▶ _WHAT IS ASKED_
[a] Determine whether each of the following statements agrees with the passage on the Virginia Tech coaching debate: (i) The writer claims to be a long-time fan. (ii) The division among fans and donors is called a Civil War. (iii) The writer states that Steve Spurrier quit in the middle of the season. For each, answer yes or no and quote the words of the passage that decide it.
[b] Reproduce word for word the stretch of the passage on the Virginia Tech coaching debate from "I write this" through "stellar abrupt exits.".

▶ _PASSAGE GIVEN_
▼

And the fact that he was so good, for so long, bringing us out of sanctions and a history of mediocrity to failure, has now put us in an unenviable position now that he's aging and the win totals have been dropping and the numbers have been declining. We can't ignore the effect injuries have played, but we can't ignore the lack of quality depth and the unsuccessful strategies. I'm not advocating one way or another with the coaching situation because, people, I will freely admit I don't know enough. I'm not in behind the scenes. I've read things and heard things but I can't tell if any of them are true without being there, so I won't even speculate. I don't claim to be an expert. I don't claim to be a long-time fan because I can't be by age. I can tell you that I read the history, I've heard the stories, and personally, I don't think that there's a satisfactory way out. Because either way, someone's going to be mad.
Virginia Tech finds itself in a Catch-22. We've got a fan base and donors that are fighting among each other. It's a Civil War, one that has peaked this year- and will get haughty and self-righteous no matter which way the record goes as both sides attempt to justify their position. Either the Pro-Retention side will get more and more annoyed and stubborn as the record goes downward and the Pro-Retirement (via whichever way) side gets more and more vocal, or the Pro-Retention side will get more and more self-righteous if the ship corrects its list as the Pro-Retirement side gets more and more insistent on the smaller and smaller sample size.
I write this now because I DON'T want to have happen to Beamer what happened to Steve Spurrier- quitting in the middle of the season on his team when he's probably chewed out a ton of players for trying to do the same. I DON'T want to have happen to him what happened to Mack Brown, who is a dear friend of his- forced out by the administration of the school after years of decline into semi-ignominious forced retirement. Those are two famous faces that have had the end of their careers sullied by decline and less than stellar abrupt exits.

▲

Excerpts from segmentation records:

▼

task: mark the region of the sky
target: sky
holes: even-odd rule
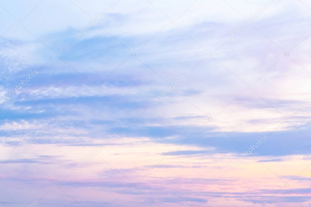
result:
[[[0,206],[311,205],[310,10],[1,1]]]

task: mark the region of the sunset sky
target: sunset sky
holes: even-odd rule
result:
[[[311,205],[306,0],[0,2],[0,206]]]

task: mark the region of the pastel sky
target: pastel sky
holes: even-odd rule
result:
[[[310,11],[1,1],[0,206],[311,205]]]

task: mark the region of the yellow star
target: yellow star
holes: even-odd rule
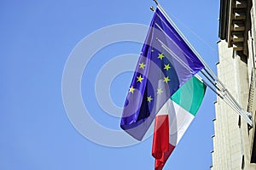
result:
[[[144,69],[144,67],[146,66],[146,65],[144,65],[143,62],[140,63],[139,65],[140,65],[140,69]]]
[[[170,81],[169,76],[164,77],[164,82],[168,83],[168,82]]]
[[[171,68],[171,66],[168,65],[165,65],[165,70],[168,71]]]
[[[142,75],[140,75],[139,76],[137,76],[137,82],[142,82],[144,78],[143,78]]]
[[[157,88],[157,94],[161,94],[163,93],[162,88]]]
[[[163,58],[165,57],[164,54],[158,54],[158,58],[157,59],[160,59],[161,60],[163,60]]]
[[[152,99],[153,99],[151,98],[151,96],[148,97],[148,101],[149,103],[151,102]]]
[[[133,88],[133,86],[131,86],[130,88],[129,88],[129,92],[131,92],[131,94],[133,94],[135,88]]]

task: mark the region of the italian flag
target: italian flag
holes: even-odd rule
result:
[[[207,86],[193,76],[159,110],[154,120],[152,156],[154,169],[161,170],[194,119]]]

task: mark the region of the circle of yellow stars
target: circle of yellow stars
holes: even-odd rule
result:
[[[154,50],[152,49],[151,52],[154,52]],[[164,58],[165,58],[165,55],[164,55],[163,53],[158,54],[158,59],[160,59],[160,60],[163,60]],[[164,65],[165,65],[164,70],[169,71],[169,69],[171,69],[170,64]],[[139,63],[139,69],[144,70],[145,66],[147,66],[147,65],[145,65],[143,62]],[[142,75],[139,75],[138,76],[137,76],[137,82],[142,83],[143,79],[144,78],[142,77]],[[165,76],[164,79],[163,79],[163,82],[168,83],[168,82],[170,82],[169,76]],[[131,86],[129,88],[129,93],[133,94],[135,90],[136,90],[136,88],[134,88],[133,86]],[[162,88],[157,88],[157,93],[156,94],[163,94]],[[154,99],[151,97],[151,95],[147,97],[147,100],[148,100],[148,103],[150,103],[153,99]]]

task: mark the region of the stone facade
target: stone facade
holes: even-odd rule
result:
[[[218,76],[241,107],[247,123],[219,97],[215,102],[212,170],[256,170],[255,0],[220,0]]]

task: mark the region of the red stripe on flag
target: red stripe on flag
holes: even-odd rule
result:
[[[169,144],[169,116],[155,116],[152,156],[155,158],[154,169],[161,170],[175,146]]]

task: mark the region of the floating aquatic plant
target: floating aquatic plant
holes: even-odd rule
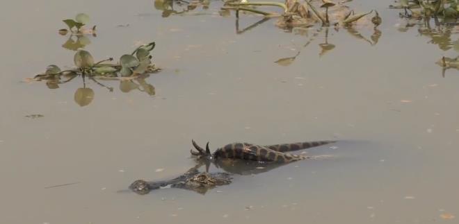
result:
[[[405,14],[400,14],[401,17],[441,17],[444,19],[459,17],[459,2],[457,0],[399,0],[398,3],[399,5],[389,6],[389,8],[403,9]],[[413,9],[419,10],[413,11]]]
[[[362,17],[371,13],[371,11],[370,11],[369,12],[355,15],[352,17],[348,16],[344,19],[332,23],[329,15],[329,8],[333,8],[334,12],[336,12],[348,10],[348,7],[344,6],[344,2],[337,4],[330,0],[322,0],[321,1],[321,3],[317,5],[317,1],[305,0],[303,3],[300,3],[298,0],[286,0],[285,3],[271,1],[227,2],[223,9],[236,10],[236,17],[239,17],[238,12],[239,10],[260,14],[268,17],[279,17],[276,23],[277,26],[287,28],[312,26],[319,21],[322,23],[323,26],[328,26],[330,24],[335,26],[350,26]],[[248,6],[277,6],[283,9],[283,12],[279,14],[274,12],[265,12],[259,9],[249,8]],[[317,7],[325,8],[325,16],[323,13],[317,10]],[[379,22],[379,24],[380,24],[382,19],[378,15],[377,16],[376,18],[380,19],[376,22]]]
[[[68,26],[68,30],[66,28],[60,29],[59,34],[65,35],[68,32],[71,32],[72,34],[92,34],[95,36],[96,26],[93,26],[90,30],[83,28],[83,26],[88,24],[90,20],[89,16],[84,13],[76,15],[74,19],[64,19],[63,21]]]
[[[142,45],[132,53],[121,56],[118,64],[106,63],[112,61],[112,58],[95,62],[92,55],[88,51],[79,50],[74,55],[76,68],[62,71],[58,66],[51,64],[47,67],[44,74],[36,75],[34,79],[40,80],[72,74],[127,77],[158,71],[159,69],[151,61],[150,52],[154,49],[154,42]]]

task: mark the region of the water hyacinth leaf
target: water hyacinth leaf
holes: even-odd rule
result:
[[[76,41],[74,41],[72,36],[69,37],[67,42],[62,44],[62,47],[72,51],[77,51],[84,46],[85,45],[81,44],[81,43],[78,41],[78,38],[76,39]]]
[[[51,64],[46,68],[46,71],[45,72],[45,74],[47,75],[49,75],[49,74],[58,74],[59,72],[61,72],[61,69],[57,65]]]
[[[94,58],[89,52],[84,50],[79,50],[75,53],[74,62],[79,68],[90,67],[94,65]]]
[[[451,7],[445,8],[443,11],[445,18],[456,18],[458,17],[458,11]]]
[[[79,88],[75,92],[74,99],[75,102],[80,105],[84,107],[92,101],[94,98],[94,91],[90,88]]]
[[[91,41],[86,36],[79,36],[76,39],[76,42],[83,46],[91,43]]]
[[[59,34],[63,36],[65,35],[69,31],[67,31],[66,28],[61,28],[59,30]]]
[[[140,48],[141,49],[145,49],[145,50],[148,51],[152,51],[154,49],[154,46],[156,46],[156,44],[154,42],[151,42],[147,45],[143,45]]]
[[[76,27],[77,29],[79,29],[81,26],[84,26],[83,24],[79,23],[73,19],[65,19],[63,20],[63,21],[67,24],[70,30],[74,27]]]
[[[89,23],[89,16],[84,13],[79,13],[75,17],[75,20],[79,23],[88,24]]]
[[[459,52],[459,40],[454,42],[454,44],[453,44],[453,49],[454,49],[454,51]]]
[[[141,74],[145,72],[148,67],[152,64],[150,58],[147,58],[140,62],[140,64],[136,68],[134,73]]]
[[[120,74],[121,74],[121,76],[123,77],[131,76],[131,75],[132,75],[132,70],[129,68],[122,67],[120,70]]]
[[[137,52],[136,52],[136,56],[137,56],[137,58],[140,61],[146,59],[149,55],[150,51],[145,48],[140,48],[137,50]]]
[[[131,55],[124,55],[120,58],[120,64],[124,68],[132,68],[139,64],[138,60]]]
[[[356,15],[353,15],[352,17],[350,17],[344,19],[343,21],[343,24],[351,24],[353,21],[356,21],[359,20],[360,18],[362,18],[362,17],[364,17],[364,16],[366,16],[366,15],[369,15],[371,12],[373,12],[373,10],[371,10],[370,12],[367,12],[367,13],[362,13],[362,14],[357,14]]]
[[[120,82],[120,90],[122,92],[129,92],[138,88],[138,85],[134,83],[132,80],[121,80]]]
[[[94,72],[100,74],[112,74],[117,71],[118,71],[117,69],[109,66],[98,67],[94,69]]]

▲

▶ _ANSWERS FOR THE EXERCISE_
[a]
(i) No: "I don't claim to be a long-time fan because I can't be by age."
(ii) Yes: "It's a Civil War, one that has peaked this year"
(iii) Yes: "quitting in the middle of the season on his team"

[b]
I write this now because I DON'T want to have happen to Beamer what happened to Steve Spurrier- quitting in the middle of the season on his team when he's probably chewed out a ton of players for trying to do the same. I DON'T want to have happen to him what happened to Mack Brown, who is a dear friend of his- forced out by the administration of the school after years of decline into semi-ignominious forced retirement. Those are two famous faces that have had the end of their careers sullied by decline and less than stellar abrupt exits.